-- Texte extrait --
—————
L’allocution de Barham Saleh est survenue quelques heures après la fin d’affrontements meurtriers à Bagdad entre des partisans de Moqtada Sadr, d’un côté, et les forces de l’ordre et des partisans du Cadre de coordination, alliance rivale de Moqtada Sadr qui regroupe des groupes pro-Iran dont celui du Hachd al-Chaabi, de l’autre.
Le premier ministre Mustafa al-Kadhemi a pour sa part déclaré que des enquêtes ont été ouvertes sur ces affrontements et a menacé de démissionner si la paralysie politique se poursuit. «S’ils veulent continuer à semer le chaos, le conflit, la discorde et la rivalité (…) je prendrai la mesure morale et patriotique qui s’impose et quitterai mon poste au moment opportun», a-t-il déclaré dans un discours.
«Excuses»
Lundi, aussitôt après l’annonce de l’influent Moqtada Sadr de son «retrait» de la vie politique dont il est pourtant un acteur incontournable, des milliers de ses partisans avaient envahi le siège du gouvernement dans la Zone Verte, secteur ultra-protégé de la capitale qui accueille aussi l’ambassade américaine, ce qui avait débouché sur les combats.
«Si tous les membres du Courant sadriste ne se retirent pas dans les 60 minutes de partout (à Bagdad), même du sit-in (devant le Parlement), je les désavouerai», a lancé mardi Moqtada Sadr lors d’une conférence de presse dans son fief de Najaf (centre). Dénonçant des actes «entachés de violence», il a présenté ses «excuses au peuple irakien».
—————
-- Items extraits --
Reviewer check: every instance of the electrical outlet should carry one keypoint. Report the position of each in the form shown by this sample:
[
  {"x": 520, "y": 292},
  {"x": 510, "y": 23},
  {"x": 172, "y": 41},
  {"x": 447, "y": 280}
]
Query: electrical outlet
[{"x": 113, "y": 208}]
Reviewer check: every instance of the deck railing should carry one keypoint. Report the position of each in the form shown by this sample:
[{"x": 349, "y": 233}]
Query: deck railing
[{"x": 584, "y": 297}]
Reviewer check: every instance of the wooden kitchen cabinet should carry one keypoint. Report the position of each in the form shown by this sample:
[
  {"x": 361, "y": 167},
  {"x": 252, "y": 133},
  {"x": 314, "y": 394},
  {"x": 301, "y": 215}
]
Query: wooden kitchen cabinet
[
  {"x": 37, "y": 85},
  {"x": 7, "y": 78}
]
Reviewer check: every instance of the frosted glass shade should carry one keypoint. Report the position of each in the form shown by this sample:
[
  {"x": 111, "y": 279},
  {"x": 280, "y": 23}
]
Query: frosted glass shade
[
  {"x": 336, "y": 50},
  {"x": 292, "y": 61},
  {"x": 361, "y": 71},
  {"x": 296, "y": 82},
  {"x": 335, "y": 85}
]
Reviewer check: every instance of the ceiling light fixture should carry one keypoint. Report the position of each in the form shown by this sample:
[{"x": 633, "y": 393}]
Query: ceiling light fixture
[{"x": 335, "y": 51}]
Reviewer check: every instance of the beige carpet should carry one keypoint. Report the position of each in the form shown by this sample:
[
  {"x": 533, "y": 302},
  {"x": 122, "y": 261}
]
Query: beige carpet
—————
-- Tâches à effectuer --
1. Selon le texte extrait, dans quelle ville Moqtada Sadr a-t-il tenu sa conférence de presse de mardi ?
2. Réécrivez le passage du texte extrait qui commence à « Lundi, aussitôt après » et se termine à « sur les combats. », en remplaçant « des milliers » par « des centaines ».

-- Solutions ci-dessous --
1. À Najaf, son fief.

2.
Lundi, aussitôt après l’annonce de l’influent Moqtada Sadr de son «retrait» de la vie politique dont il est pourtant un acteur incontournable, des centaines de ses partisans avaient envahi le siège du gouvernement dans la Zone Verte, secteur ultra-protégé de la capitale qui accueille aussi l’ambassade américaine, ce qui avait débouché sur les combats.